Tıpkı hisse senetlerinde olduğu gibi, belli bir vadenin üstündeki tahvillerden vergi beyanı istenmeyebilir. Stopaj da sıfır tutulabilir. Bu bazı kişisel yatırımcıları uzun vadeli Hazine kağıtlarına yöneltebilir ve iç borçlanmanın vadesinin uzamasına katkıda bulunabilir. Yatırım araçları içinde vergi farklılığına gitmenin bu yararına karşılık, çok karışık bir durumun yaracatağı olumsuzluk elbette var. Bir yatırım aracında beyan var, diğerinde yok.
* Para getirme hedefi - Maliye Bakanı Sümer Oral, mali piyasalara yönelik vergi düzenlemelerinin amacının yurtdışına kaçan parayı geri döndürmek olduğunu söyledi. Geçen yıl vergi düzenlemelerinden sonra yaklaşık 8 milyar dolar yurtdışına çıkmıştı. Şimdi Mali Milat'ın 3 yıllığına ertelenmesi ve mevduat ile repodan beyanın kaldırılması, gerçekte böyle para girişini teşvik edebilir. Ne kadarı gelir bunu bilemeyiz ama Türkiye'deki reel faizlerin yüksekliği yapılacak düzenlemelerle birleşince yurtiçine para girişini teşvik edeceği açık.
* Para neden kaçtı - Para gelmesine gelecek ama madalyonun öteki yüzünde paranın neden yurtdışına kaçtığı var. Bizim paramız neden dışarı çıkıyor? Faizde en yüksek getiriyi sağlayan enstrümanların Türkiye'de bulunmasına rağmen para dışarı gidiyor.
+ + + + +
_Verilen görev 1_
Metin bölümüne göre şu soruları lütfen yanıtlayın:
(a) Belli bir vadenin üstündeki tahvillerden ne istenmeyebilir?
(b) Geçen yıl vergi düzenlemelerinden sonra yaklaşık ne kadar para yurtdışına çıkmıştı?
(c) Faizde en yüksek getiriyi sağlayan enstrümanlar nerede bulunuyor?
_Verilen görev 2_
Metin bölümünü iki cümleyle özetleyin.

_Sağlanan bilgiler_
+ + + + +
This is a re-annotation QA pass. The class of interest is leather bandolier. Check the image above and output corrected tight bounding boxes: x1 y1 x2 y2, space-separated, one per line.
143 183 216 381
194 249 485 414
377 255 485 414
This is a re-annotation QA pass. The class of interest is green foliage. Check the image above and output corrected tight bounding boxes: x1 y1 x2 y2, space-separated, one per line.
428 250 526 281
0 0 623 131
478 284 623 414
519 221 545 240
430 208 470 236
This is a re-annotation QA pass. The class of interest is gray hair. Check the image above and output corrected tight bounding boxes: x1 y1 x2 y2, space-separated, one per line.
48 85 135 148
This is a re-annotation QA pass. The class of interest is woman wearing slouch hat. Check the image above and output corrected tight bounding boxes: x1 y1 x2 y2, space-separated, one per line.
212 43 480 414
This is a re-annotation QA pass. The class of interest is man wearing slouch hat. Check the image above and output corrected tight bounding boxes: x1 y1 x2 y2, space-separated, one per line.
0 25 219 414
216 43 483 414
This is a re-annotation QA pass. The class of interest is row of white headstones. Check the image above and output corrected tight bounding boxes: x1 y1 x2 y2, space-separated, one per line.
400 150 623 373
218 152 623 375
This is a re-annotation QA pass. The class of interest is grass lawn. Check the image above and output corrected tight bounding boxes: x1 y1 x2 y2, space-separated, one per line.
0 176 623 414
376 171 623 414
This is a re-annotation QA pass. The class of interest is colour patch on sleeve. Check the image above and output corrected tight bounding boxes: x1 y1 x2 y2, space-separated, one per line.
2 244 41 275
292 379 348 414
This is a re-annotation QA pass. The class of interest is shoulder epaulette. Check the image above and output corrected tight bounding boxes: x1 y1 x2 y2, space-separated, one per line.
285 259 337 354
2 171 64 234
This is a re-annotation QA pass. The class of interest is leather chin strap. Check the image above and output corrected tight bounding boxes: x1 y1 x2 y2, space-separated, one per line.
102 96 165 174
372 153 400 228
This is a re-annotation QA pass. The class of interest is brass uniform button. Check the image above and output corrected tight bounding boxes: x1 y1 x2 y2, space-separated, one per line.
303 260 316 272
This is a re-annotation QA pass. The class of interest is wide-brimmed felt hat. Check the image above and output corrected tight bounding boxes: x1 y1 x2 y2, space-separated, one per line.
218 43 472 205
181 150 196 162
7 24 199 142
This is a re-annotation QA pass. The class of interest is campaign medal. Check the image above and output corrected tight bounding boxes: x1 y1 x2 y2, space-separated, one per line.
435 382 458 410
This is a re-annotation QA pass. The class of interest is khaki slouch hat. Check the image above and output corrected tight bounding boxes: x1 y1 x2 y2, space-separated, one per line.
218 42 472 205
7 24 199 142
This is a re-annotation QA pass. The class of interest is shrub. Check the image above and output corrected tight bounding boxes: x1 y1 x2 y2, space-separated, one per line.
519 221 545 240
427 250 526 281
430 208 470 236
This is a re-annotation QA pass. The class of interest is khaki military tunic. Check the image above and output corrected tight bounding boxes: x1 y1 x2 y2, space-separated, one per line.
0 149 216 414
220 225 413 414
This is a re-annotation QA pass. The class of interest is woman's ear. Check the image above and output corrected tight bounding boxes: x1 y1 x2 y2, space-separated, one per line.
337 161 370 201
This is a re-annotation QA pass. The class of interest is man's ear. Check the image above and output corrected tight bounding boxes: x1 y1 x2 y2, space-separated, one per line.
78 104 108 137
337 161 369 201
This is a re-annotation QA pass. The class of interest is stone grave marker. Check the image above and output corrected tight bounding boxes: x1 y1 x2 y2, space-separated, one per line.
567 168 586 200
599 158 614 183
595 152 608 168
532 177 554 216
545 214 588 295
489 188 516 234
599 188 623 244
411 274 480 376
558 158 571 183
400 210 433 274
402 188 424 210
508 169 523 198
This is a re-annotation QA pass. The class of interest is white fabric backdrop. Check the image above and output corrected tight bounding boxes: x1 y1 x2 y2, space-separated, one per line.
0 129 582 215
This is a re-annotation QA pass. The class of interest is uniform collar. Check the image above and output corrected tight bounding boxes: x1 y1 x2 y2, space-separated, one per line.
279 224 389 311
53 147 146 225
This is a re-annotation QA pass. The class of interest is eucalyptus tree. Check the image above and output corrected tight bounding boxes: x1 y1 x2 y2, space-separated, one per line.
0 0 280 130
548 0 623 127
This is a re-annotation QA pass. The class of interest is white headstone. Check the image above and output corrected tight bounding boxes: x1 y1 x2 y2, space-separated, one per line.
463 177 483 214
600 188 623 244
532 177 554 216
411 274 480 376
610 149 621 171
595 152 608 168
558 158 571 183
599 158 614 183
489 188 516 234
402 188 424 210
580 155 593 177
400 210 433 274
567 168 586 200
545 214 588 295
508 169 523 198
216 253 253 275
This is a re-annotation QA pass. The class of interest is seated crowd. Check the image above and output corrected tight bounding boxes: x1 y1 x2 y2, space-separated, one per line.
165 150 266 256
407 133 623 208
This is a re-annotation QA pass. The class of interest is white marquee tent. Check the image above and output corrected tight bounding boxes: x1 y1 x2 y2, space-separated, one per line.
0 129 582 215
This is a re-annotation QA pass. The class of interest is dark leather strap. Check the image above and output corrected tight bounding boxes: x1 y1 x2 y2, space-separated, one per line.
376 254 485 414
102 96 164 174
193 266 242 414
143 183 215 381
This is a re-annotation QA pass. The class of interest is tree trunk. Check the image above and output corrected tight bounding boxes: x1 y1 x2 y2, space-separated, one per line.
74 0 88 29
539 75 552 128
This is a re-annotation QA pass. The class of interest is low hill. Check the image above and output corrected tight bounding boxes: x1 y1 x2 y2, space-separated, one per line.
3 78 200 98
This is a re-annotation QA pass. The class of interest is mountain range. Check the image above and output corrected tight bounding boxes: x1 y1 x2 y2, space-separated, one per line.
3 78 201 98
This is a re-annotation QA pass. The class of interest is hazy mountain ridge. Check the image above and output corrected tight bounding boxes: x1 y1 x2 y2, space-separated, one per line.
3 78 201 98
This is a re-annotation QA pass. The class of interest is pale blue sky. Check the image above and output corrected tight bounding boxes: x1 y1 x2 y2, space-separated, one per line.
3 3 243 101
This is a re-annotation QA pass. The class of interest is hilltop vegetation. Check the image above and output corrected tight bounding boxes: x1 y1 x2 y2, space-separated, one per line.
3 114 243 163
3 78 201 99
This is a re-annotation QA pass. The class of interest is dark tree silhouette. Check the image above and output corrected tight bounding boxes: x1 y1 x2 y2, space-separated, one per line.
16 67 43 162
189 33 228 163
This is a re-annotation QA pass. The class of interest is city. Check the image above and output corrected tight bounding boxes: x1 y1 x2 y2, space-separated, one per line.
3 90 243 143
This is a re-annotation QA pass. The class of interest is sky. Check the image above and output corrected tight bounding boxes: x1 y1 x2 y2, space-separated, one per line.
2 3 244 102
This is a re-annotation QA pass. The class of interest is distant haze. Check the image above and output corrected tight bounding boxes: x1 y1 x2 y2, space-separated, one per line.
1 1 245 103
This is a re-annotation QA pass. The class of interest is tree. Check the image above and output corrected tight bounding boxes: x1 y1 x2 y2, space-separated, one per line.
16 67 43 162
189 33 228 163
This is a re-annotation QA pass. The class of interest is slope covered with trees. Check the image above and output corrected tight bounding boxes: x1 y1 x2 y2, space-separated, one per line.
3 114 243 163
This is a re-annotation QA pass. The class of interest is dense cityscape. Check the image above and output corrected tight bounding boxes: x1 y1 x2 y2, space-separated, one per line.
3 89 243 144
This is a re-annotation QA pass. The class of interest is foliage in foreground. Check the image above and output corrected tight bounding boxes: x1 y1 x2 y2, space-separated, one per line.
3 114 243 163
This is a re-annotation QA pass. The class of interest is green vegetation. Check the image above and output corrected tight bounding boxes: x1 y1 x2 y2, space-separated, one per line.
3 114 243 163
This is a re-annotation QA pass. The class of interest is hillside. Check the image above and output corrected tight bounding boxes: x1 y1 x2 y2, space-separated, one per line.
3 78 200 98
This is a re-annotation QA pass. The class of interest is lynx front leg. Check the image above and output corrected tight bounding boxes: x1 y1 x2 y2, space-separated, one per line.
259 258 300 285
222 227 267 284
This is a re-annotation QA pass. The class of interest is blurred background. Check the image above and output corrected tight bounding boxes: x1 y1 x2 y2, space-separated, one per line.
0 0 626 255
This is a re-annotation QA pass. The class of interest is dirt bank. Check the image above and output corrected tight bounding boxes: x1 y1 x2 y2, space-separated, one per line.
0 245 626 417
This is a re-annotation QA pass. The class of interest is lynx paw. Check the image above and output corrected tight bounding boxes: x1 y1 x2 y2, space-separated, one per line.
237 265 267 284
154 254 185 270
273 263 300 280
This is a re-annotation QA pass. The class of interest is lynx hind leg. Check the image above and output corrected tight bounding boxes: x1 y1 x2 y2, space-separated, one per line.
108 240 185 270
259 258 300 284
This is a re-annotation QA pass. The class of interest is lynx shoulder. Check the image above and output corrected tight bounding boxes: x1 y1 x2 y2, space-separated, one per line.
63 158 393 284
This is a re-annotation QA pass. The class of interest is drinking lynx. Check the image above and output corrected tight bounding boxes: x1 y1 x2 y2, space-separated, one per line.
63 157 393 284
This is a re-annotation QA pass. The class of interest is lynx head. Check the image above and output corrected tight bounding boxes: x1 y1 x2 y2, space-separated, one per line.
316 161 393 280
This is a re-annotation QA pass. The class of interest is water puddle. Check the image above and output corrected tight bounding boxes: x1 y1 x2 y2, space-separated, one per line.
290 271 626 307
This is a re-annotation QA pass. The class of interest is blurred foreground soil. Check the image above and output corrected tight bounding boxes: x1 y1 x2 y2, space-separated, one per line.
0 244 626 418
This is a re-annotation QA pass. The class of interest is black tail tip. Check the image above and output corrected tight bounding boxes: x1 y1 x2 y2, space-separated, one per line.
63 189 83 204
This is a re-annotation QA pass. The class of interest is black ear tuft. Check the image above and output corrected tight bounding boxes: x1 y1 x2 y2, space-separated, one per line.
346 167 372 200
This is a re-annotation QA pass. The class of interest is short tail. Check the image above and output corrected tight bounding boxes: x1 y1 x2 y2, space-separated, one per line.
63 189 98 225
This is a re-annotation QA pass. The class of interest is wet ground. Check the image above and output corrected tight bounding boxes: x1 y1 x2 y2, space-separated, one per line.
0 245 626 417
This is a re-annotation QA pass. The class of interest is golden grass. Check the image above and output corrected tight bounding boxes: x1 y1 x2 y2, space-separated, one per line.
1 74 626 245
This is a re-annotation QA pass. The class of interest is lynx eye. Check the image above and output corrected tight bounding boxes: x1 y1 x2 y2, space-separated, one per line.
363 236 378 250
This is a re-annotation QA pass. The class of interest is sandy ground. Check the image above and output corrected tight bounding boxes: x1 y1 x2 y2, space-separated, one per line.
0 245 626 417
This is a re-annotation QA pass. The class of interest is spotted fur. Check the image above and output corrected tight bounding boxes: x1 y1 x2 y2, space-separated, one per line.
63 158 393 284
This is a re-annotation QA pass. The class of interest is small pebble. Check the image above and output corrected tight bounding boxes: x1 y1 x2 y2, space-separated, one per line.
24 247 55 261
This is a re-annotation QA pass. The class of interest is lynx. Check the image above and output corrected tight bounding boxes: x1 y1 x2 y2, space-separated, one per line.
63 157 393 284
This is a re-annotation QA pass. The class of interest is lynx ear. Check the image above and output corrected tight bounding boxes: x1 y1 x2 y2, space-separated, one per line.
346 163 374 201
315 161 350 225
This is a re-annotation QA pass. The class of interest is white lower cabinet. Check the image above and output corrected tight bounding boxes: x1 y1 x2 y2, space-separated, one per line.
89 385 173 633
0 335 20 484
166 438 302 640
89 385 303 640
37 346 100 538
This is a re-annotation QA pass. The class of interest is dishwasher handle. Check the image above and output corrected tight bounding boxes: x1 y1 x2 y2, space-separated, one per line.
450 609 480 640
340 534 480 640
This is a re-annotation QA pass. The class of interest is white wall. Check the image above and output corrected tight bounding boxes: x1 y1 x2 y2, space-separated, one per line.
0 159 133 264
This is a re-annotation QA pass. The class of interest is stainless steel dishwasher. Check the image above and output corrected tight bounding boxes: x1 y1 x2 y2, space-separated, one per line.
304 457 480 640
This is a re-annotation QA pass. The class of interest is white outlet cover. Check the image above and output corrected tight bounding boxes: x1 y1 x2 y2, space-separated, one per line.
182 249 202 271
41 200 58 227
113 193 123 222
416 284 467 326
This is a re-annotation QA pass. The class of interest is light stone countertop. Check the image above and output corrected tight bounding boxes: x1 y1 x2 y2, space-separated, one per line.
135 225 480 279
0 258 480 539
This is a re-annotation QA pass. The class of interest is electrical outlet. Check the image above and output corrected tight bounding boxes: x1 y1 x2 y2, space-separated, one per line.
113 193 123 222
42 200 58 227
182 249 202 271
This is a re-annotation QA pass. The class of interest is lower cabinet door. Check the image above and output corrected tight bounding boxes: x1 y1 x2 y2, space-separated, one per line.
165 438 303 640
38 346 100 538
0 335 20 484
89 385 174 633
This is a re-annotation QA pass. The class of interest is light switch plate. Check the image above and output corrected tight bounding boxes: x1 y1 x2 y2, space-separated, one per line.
+ + + + +
_Yazılı cevap 1_
(a) Vergi beyanı istenmeyebilir.
(b) Yaklaşık 8 milyar dolar.
(c) Türkiye'de.

_Yazılı cevap 2_
Belli bir vadenin üstündeki tahvillerden vergi beyanı istenmeyip stopaj sıfır tutulabilir; bu, bazı kişisel yatırımcıları uzun vadeli Hazine kağıtlarına yöneltebilir, ancak yatırım araçları arasında çok karışık bir durum yaratır. Maliye Bakanı Sümer Oral düzenlemelerin amacının yurtdışına kaçan parayı geri döndürmek olduğunu söylese de, faizde en yüksek getiriyi sağlayan enstrümanlar Türkiye'de bulunduğu halde paranın neden dışarı gittiği sorusu ortada duruyor.